> _DETALHES DA TAREFA_: Pode reescrever o trecho do texto sobre o soldado Calvário que vai de "- Quem puder" até "de qualquer maneira.", inclusive, substituindo "capitão" por "major"?

> _TRECHO DO TEXTO_:
━━━━

O soldado Calvário enfrenta com bonomia as vicissitudes do amor, mesmo as alheias. Na jangada de João Landim encontrou Gabriela que veio de Torres Vedras, queria ir para lá de Mansoa saber do namorado que estaria em Bula, também a família se recusava a dar notícias. O comandante de companhia do dito namorado manda que a levem até ao hotel, Gabriela virá a descobrir que já não está no coração do seu amigo, ficará em Bissau como cabeleireira, encontrará outro ninho de amor. Na caserna, ligam o rádio e ouvem notícias de Argel, de Moscovo, do Senegal. Faz-se enorme alarido sobre o que se passou na ilha do Como, canta-se vitória pelo PAIGC. Registo do dia 5 de Maio:

“Chegou o Quim Bispo que veio de Cutia para ser visto no H.M. à cicatriz do estilhaço que meses antes o tinha atingido. Como ele o António Medo da Póvoa. A conversa do momento foi a situação que se tinha vivido no dia 22 de Abril, quando a companhia deles esteve cercada umas horas debaixo de fogo. Quando o capitão viu um homem ferido, desesperou e exclamou:

- Quem puder fugir, fuja! 
- Nem pense nisso, meu capitão, se o fizermos seremos perseguidos e massacrados. Temos de lutar até chegar o avião, não deve demorar – disseram os alferes e os furriéis.
- Como vamos poder sair daqui com tanto fogo? 
- Os nossos homens são firmes e corajosos, meu capitão… Eles não vão arredar pé de qualquer maneira.

Os aviões começaram a picar e todo o fogo se calou. O capitão, durante muito tempo, sentia-se envergonhado ao pé dos seus soldados”.

Em 9 de Maio, o batalhão 490 volta para o Como, Calvário vê-os partir com tristeza. Dias depois chega o Uíge com 1500 homens, foram todos para os quartéis do Sul. E depois chega Arnaldo Schulz. Há sempre farras, descobre-se sempre o motivo para uma celebração. E ele lá vai registando emboscadas, minas, a chegada de feridos, a venda de sangue, sempre eram 450 pesos para as farras e idas ao Pilão. É uma prosa onde não há tédios, Calvário tem folgas, faz guardas de honra, faxinas à cozinha onde tem birras monumentais com o cabo do rancho, vive o seu idílio com Mariana, até ouve confissões de guerrilheiros.
Por exemplo, no dia 9 de Julho: “O guerrilheiro detido no dia 4 em Buba confessou tudo. Era pedreiro e trabalhou na construção do HM. Foi levado contra vontade para a guerrilha mas, como lhe prometeram um salário de 2000 pesos por mês aceitou. Até aquela data nunca lhe tinham pago nada. Estava farto de lutar contra os portugueses. Queria-se entregar mas não sabia como. Acidentalmente encontrou-se com Arcanja Patrícia, um antigo devaneio. Parece que tudo se reacende e ele volta às quadras ao gosto popular: “Jura agora Calvário/ Se me queres bem ou não/ Dá-me um sinal no teu riso/ Tem dó do meu coração./ Juro Patrícia, juro/ Que te quero muito bem/ Tu és para mim a moça/ Mais bela que o mundo tem”. O Movimento Nacional Feminino oferece-lhe uma viola, o capitão questiona-o, intrigado: 
- Como é que aparece aqui uma viola em seu nome?

━━━━

> _DADOS ARMAZENADOS_:
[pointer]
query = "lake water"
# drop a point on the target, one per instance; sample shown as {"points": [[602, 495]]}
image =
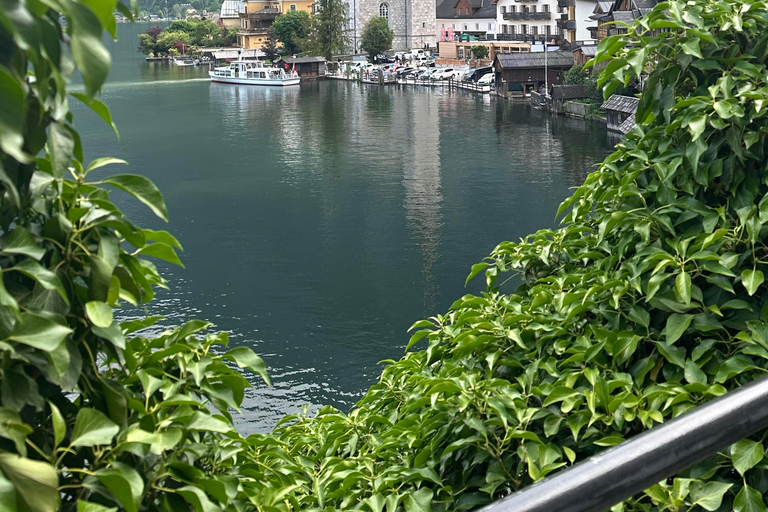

━━━━

> _RESPOSTA_:
- Quem puder fugir, fuja! 
- Nem pense nisso, meu major, se o fizermos seremos perseguidos e massacrados. Temos de lutar até chegar o avião, não deve demorar – disseram os alferes e os furriéis.
- Como vamos poder sair daqui com tanto fogo? 
- Os nossos homens são firmes e corajosos, meu major… Eles não vão arredar pé de qualquer maneira.